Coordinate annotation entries
──────

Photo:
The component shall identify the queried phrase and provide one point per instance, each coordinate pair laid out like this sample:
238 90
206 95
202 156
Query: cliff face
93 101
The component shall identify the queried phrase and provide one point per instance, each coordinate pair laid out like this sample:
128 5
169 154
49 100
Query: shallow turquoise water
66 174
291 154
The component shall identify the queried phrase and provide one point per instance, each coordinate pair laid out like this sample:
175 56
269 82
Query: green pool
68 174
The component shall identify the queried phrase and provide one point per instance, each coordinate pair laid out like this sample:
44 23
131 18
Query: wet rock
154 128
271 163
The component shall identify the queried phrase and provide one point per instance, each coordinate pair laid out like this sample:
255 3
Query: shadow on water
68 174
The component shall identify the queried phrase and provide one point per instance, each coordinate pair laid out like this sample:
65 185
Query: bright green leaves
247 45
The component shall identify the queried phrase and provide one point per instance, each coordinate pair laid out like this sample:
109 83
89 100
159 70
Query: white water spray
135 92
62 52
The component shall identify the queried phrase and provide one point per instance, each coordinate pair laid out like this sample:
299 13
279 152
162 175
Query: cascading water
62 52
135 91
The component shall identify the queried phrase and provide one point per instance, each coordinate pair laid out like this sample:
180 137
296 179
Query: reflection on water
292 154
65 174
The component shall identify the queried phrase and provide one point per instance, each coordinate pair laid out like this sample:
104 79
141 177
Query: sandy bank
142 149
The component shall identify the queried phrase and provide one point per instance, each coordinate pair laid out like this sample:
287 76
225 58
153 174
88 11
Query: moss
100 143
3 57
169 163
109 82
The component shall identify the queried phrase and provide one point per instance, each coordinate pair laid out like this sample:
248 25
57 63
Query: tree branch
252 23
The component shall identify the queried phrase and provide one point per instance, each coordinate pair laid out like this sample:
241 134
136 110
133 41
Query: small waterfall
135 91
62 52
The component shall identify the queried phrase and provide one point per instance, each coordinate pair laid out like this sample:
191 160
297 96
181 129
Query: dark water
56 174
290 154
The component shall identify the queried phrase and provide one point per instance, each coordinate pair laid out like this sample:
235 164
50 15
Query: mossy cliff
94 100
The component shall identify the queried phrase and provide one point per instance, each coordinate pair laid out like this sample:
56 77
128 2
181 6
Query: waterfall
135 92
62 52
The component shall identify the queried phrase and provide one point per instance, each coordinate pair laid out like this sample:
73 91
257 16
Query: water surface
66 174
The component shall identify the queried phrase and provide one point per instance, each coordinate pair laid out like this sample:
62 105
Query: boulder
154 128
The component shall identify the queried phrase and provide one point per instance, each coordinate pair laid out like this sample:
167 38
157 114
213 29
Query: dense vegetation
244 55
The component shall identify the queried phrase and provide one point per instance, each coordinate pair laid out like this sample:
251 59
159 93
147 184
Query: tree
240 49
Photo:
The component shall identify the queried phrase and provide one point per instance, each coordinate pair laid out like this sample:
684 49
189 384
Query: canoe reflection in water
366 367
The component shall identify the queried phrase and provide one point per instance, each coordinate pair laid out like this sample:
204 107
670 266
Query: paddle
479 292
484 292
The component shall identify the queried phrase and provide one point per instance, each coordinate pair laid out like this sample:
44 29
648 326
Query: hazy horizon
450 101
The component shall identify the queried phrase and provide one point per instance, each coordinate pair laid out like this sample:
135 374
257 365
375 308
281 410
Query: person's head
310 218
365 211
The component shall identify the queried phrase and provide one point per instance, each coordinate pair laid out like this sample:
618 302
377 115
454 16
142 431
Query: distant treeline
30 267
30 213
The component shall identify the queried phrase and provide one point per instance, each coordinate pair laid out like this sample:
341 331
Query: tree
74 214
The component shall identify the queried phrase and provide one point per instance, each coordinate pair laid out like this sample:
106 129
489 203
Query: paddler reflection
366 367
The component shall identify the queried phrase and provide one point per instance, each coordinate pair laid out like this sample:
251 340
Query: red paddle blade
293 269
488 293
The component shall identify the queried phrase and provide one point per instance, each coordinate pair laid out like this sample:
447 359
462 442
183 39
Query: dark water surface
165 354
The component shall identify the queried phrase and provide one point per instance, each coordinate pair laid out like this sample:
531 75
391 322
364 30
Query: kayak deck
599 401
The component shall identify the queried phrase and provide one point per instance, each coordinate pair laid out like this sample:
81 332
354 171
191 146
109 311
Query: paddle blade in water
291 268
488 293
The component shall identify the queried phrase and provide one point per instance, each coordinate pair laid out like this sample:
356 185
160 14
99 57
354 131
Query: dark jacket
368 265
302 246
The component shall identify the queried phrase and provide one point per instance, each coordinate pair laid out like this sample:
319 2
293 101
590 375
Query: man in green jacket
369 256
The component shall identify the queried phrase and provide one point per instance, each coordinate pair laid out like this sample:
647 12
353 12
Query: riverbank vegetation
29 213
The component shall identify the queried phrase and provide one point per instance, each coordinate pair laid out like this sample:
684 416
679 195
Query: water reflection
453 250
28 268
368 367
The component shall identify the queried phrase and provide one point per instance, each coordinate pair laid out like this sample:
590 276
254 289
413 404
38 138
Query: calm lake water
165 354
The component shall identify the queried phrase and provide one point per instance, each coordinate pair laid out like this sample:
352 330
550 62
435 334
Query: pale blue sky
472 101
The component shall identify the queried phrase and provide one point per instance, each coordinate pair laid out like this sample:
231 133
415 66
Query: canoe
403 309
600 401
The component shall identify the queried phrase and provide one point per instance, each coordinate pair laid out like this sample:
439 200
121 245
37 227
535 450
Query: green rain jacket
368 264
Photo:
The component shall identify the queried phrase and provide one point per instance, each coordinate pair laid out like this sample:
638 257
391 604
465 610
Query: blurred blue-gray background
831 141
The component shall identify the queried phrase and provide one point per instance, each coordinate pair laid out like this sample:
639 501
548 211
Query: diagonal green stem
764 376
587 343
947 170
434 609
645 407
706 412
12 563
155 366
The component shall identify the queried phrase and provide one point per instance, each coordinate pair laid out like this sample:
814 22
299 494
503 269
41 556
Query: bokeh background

──────

**PROBLEM**
Copy the material above back out, exactly as written.

**PROBLEM SOLUTION**
Photo:
The component shall identify the queried phrase and provide one point per instance, each coordinate pair laid out like this sample:
238 90
206 95
202 156
Query: cliff face
93 101
The component shall identify the queried phrase and provide one point per instance, each coordinate pair laid out like this sample:
128 5
169 154
49 100
Query: shallow turquoise water
66 174
291 154
The component shall identify the queried phrase and provide one point per instance, each coordinate pair laid out like this sample:
175 56
269 82
Query: green pool
68 174
The component shall identify the queried phrase and provide one point per instance, each coordinate pair laid out like this sample:
44 23
131 18
Query: wet rock
154 128
271 163
The component shall identify the queried phrase and provide one point per instance, each coordinate pair laid out like this sample:
255 3
Query: shadow on water
68 174
The component shall identify the queried phrase and provide one point per instance, each coordinate pair laid out like this sample:
65 185
Query: bright green leaves
247 45
The component shall identify the queried phrase and provide one point per instance, each coordinate pair laid out like this sample:
109 83
89 100
159 70
Query: white water spray
135 92
62 52
The component shall identify the queried phrase and provide one point per instance, each coordinate pair laid out like this sample:
299 13
279 152
162 175
Query: cascading water
62 52
135 91
The component shall identify the queried phrase and provide one point per instance, each coordinate pair laid out like this sample:
180 137
296 179
Query: reflection on water
292 154
65 174
The component shall identify the queried phrase and provide one point per instance, each coordinate pair laid out like this sample:
104 79
141 177
Query: sandy bank
142 149
The component shall identify the queried phrase and provide one point per instance, each coordinate pair laid out like this sample:
287 76
225 58
153 174
88 11
Query: moss
100 143
3 57
169 163
109 82
The component shall identify the queried phrase and provide one point per instance, each coordinate pair laid out like this sample:
248 25
57 63
Query: tree branch
252 23
The component shall identify the queried phrase and provide one point per instance, each coordinate pair laid out like this sample:
241 134
136 110
133 41
Query: small waterfall
135 91
62 52
The component shall identify the queried phrase and provide one point per instance, each coordinate pair laid out like this sample:
191 160
297 96
181 129
Query: dark water
56 174
290 154
The component shall identify the queried phrase and provide one point per instance, each coordinate pair laid out like this sample:
235 164
50 15
Query: mossy cliff
94 100
The component shall identify the queried phrase and provide one point per instance, each coordinate pair laid out like this sample:
56 77
128 2
181 6
Query: waterfall
135 92
62 52
The component shall identify the queried phrase and provide one point per instance, each coordinate pair laid out like this sample:
73 91
257 16
Query: water surface
66 174
The component shall identify the queried phrase and provide one point per instance, each coordinate pair laid out like this sample:
62 105
Query: boulder
154 128
The component shall identify the queried phrase and provide one point per instance, each coordinate pair laid out like this sample:
167 38
157 114
213 29
Query: dense vegetation
244 55
The component shall identify the queried phrase and provide one point per instance, each coordinate pair laid out like this sample:
251 59
159 93
147 184
Query: tree
240 49
Photo:
The component shall identify the queried phrase and provide one point per instance, each coordinate pair laid out like this sample:
684 49
189 384
Query: canoe reflection in water
366 367
The component shall identify the queried phrase and provide one point per instance, each coordinate pair laid out like this sample:
204 107
670 266
Query: paddle
479 292
484 292
The component shall identify the queried phrase and provide one point per instance, each coordinate pair laid out like this sample:
44 29
648 326
Query: hazy horizon
450 101
The component shall identify the queried phrase and provide one point per instance, each coordinate pair laid out like this sample:
135 374
257 365
375 308
281 410
Query: person's head
310 218
365 211
The component shall identify the queried phrase and provide one point per instance, each coordinate pair laid out like this sample:
618 302
377 115
454 16
142 431
Query: distant treeline
30 267
30 213
The component shall identify the queried phrase and provide one point per instance, each coordinate pair laid out like this sample:
341 331
Query: tree
74 214
The component shall identify the queried phrase and provide one point per instance, each coordinate pair laid out like this sample:
106 129
489 203
Query: paddler reflection
366 367
The component shall identify the queried phrase and provide one point per instance, each coordinate pair laid out like this sample:
251 340
Query: red paddle blade
293 269
488 293
The component shall identify the queried phrase and provide one point per instance, each coordinate pair laid out like this sample:
447 359
462 442
183 39
Query: dark water surface
165 354
The component shall identify the queried phrase and provide one point per instance, each coordinate pair laid out like this sample:
531 75
391 322
364 30
Query: kayak deck
599 401
The component shall identify the queried phrase and provide one point per instance, each coordinate pair laid out like this sample:
81 332
354 171
191 146
109 311
Query: paddle blade in water
291 268
488 293
The component shall identify the queried phrase and provide one point per instance, each coordinate pair laid out like this sample:
356 185
160 14
99 57
354 131
Query: dark jacket
368 265
302 246
The component shall identify the queried phrase and provide one point per instance, each coordinate pair laid out like this sample:
319 2
293 101
590 375
Query: man in green jacket
369 256
The component shall identify the queried phrase and provide one point per instance, each coordinate pair laid out like this sample:
647 12
353 12
Query: riverbank vegetation
29 213
The component shall identify the queried phrase and provide one point per instance, each coordinate pair laid out like this sample:
684 416
679 195
Query: water reflection
453 250
28 268
368 367
The component shall identify the queried phrase and provide one point per instance, each coordinate pair laid out like this sample:
590 276
254 289
413 404
38 138
Query: calm lake water
165 354
The component shall identify the queried phrase and provide one point per instance, each coordinate pair laid out like this sample:
352 330
550 62
435 334
Query: pale blue sky
472 101
The component shall identify the queried phrase and provide one point per instance, each coordinate pair laid out like this sample:
231 133
415 66
Query: canoe
403 309
600 401
The component shall identify the queried phrase and provide one point per instance, each coordinate pair laid out like this sample:
439 200
121 245
37 227
535 450
Query: green rain jacket
368 264
Photo:
The component shall identify the queried phrase and provide one point per instance, each coordinate pair laid out like this sample:
638 257
391 604
465 610
Query: blurred blue-gray background
831 141
The component shall identify the queried phrase and provide one point per instance, each coordinate pair laid out like this sample:
639 501
548 211
Query: diagonal green stem
764 376
587 343
947 170
434 609
645 407
706 412
12 563
155 366
The component shall identify the queried phrase and provide one point per instance, each coordinate pair laid out like this sample:
814 22
299 494
503 269
41 556
Query: bokeh background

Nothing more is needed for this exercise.